SECCIÓN DEL DOCUMENTO:

Vicente Echerri
Aunque he olvidado su nombre —¿Julián, Francisco, Anselmo?—, conservo en la memoria el rostro risueño y coloradote de un campesino que iba mucho por casa hacia fines de los años sesenta, a quien mi madre llamaba “Guajiro” y yo —a sus espaldas, por supuesto— “El Muerto”.
El apodo con que lo bauticé hubiera parecido, a simple vista, contradictorio, pues pocas personas he conocido con tanta vitalidad. No obstante ser algo grueso, aquel hombre, que tendría poco más de cuarenta años, desplegaba una agilidad y una energía que sólo pueden originarse en la buena salud. A ésta unía una simpatía y un entusiasmo que enmascaraban muy bien el horror del que había sido víctima pocos años antes.
El Guajiro había estado entro los primeros campesinos que se alzaron en armas en el Escambray. Había pertenecido a la guerrilla de Osvaldo Ramírez, con quien había participado en algunas acciones notables. Una de las veces en que Ramírez burló el cerco del Ejército, el Guajiro, que estaba entre los hombres que le cubrieron la retaguardia, fue herido y capturado. Los soldados lo trasladaron al hospital de Manicaragua, donde no tardaron en empezar a intimidarlo.

DATOS:
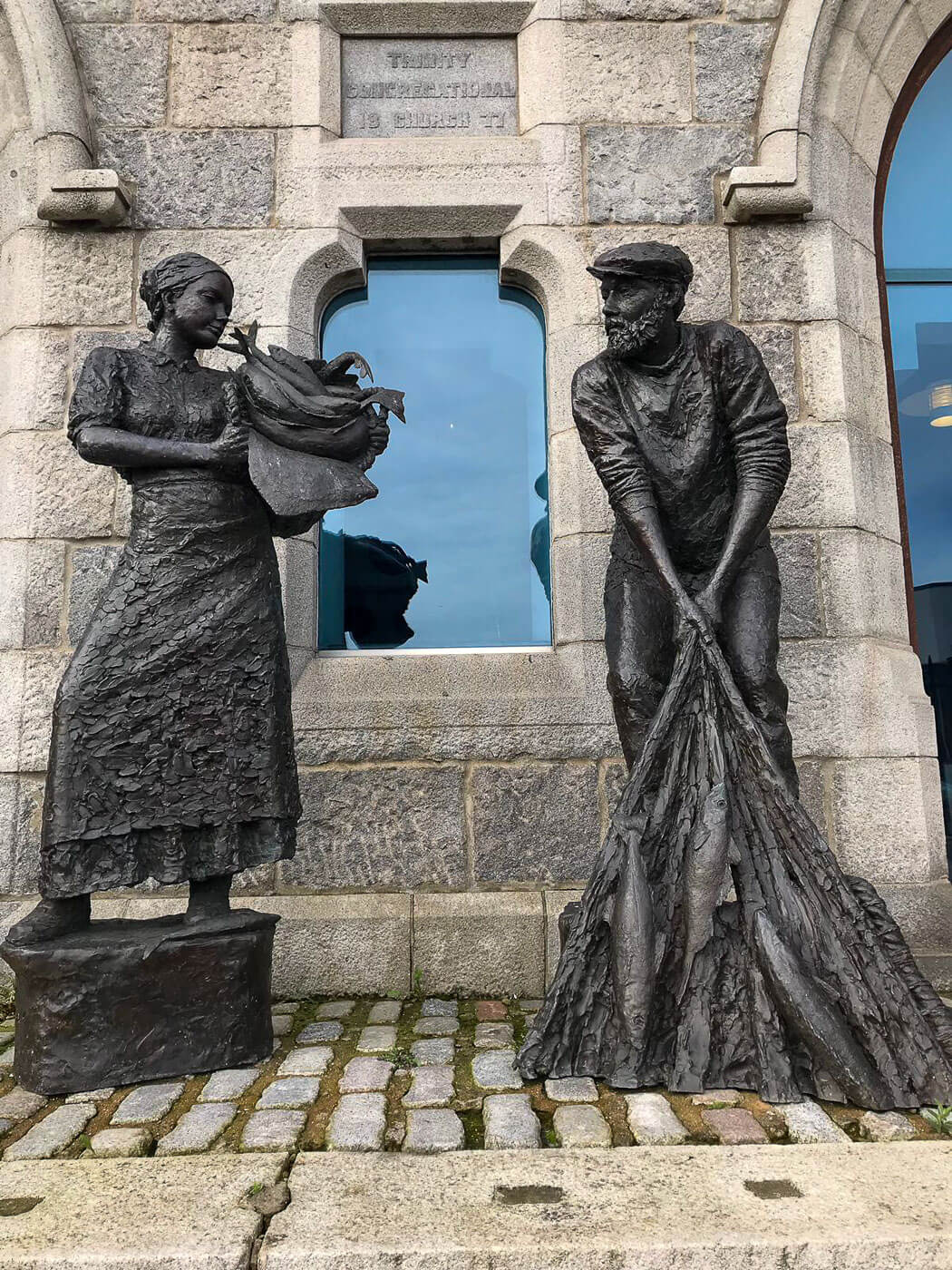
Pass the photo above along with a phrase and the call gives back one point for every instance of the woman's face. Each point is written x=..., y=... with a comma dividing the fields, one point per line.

CONSIGNA DEL EJERCICIO: Prosigue el relato sobre el campesino apodado “El Muerto” a partir de su última oración.

RESPUESTA DEL EJERCICIO:
—Tienes que reponerte, para que puedas ir por tus propios pies al paredón —nos contaba que le decía a diario uno de los enfermeros militares que lo atendían—, no nos puedes hacer la mierda de morirte en la cama.
Él pensó suicidarse para no esperar por el grotesco fin que le anunciaban y, en una ocasión, hasta llegó a arrancarse los vendajes y el suero intravenoso, después de lo cual lo ataron y lo mantuvieron custodiado el resto del tiempo. Aunque tenía una herida grave en una pierna —de la que quedaría cojeando un poco— su cuerpo respondió positivamente y, semanas después, reaprendía a caminar en los pasillos del hospital. Cuando estaban por darle de alta, lo trasladaron al campamento de Condado, donde empezaron sus interrogatorios.
—Yo trataba de hacerle ver al investigador que de mí tenía muy poco que sacar —nos dijo más de una vez cuando, presionado por mi curiosidad, contaba nuevamente su historia—. Que yo no era más que un guajiro que no aceptaba que le vinieran a ordenar la vida, que por eso me alcé; pero que no había conspirado con nadie ni pertenecía a ningún movimiento clandestino.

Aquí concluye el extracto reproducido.